== Exercise goal ==
With the pictures omitted, set down exactly the lines from the one that contains "sample | [272, 67]" through the last line of the data.

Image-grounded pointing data
----

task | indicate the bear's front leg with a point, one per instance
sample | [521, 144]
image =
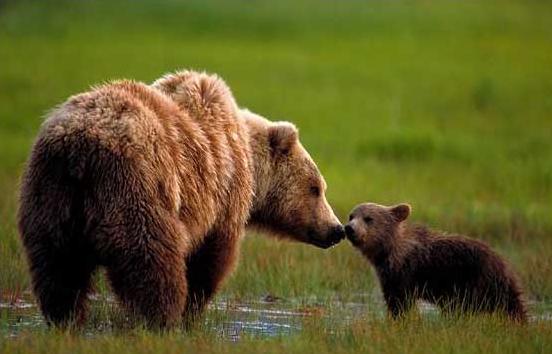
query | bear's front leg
[207, 268]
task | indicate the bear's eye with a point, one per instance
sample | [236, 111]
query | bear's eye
[315, 191]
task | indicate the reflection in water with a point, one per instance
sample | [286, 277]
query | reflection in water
[232, 320]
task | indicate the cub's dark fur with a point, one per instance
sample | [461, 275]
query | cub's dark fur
[455, 273]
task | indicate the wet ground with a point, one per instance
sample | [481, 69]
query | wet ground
[269, 316]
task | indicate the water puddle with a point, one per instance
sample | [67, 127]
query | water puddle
[231, 320]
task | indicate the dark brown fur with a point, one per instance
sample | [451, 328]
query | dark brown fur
[456, 273]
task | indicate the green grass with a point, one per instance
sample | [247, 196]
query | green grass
[444, 104]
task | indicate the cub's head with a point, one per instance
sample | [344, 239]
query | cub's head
[290, 192]
[373, 227]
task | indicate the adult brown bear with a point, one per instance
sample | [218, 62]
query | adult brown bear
[157, 184]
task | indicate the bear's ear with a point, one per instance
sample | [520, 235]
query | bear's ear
[401, 211]
[282, 136]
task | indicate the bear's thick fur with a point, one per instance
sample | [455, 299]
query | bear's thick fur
[412, 262]
[157, 183]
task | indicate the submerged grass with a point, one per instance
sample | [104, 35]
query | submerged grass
[442, 104]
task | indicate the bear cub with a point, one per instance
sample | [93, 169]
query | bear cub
[456, 273]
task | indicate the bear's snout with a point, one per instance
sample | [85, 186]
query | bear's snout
[349, 230]
[337, 234]
[332, 237]
[351, 234]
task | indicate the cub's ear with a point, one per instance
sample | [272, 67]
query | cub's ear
[282, 136]
[401, 211]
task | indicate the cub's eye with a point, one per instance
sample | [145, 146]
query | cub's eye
[315, 191]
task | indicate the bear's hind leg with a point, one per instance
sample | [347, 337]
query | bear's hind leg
[151, 286]
[146, 273]
[61, 283]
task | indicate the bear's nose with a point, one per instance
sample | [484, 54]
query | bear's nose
[339, 232]
[349, 230]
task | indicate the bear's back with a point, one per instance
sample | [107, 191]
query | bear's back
[192, 174]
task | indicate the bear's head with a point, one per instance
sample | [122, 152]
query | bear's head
[373, 228]
[289, 190]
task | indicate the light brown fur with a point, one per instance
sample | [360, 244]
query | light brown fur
[157, 184]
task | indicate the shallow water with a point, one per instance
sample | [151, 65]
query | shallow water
[231, 320]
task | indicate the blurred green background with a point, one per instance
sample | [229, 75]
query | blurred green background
[444, 104]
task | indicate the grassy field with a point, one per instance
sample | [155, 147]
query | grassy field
[444, 104]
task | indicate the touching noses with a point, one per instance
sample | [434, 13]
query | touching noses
[349, 230]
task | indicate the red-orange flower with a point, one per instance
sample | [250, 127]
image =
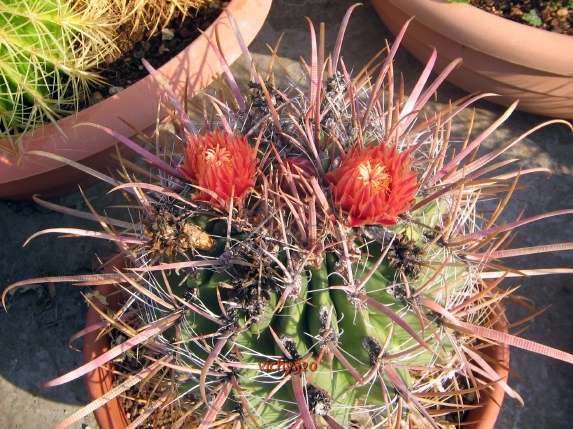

----

== Response to this task ==
sample | [272, 67]
query | cub's ear
[282, 136]
[401, 211]
task | indicate the cub's eye with a point, one per instance
sample | [145, 146]
query | cub's eye
[315, 191]
task | indicate the bear's hind leg with a point, one per instance
sample | [347, 337]
query | bear's hind leg
[151, 286]
[146, 273]
[61, 283]
task | indicate the bear's nose with a point, one per instance
sample | [484, 54]
query | bear's nose
[339, 232]
[349, 230]
task | indicate the bear's back with a point, one per instance
sample | [107, 191]
query | bear's back
[192, 174]
task | indicate the bear's head with a point, one per instance
sample | [122, 152]
query | bear's head
[373, 228]
[289, 190]
task | indicate the light brown fur with a point, one per instance
sample | [360, 244]
query | light brown fur
[157, 184]
task | indicate the shallow water with a point, one per instance
sample | [151, 65]
query | shallow water
[231, 320]
task | indicate the blurred green background with a point, one per instance
sample | [229, 75]
query | blurred green background
[444, 104]
task | indicate the grassy field with a point, one per instance
sample | [155, 147]
query | grassy field
[444, 104]
task | indicate the touching noses with a point, one per instance
sample | [434, 13]
query | touching noses
[349, 230]
task | indicate the red-orange flower with a point, one per instance
sample | [250, 127]
image =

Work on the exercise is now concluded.